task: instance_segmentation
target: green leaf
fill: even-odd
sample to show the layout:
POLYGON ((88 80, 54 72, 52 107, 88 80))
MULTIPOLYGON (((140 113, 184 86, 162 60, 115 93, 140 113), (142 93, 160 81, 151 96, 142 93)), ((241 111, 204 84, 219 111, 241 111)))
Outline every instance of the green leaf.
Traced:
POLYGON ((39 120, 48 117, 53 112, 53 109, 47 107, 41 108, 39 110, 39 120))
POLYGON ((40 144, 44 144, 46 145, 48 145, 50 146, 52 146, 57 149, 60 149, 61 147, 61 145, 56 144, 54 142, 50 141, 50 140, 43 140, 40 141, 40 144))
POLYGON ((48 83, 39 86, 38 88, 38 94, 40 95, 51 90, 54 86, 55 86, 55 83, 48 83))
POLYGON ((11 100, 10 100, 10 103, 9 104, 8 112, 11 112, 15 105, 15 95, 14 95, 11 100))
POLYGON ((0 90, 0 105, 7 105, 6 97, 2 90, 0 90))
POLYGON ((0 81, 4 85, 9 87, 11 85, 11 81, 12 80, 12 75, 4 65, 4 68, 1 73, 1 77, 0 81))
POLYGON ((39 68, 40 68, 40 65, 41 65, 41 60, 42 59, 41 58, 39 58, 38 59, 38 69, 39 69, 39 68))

····················

▸ **YOUR INSTRUCTIONS**: Copy all of the material above line for line, changing nothing.

▸ **SOLUTION TO THIS EXERCISE**:
task: instance_segmentation
target: green leaf
fill: even-odd
sample to show the layout:
POLYGON ((88 80, 54 72, 52 107, 88 80))
MULTIPOLYGON (((140 113, 184 86, 162 60, 115 93, 140 113), (142 93, 160 81, 151 96, 142 93)), ((241 111, 204 84, 219 111, 241 111)))
Outline every instance of the green leaf.
Traced:
POLYGON ((39 120, 48 117, 53 112, 53 109, 47 107, 41 108, 39 110, 39 120))
POLYGON ((40 144, 44 144, 46 145, 48 145, 50 146, 52 146, 57 149, 60 149, 61 147, 61 145, 56 144, 54 142, 50 141, 50 140, 43 140, 40 141, 40 144))
POLYGON ((48 83, 39 86, 38 88, 38 94, 40 95, 51 90, 54 86, 55 86, 55 83, 48 83))
POLYGON ((11 100, 10 100, 10 103, 9 104, 8 112, 11 112, 15 105, 15 95, 14 95, 11 100))
POLYGON ((0 90, 0 105, 7 105, 6 97, 2 90, 0 90))
POLYGON ((0 81, 4 85, 9 87, 11 85, 11 81, 12 80, 12 75, 4 65, 4 68, 1 73, 1 77, 0 81))
POLYGON ((39 68, 40 68, 40 65, 41 65, 41 60, 42 59, 41 58, 39 58, 38 59, 38 69, 39 69, 39 68))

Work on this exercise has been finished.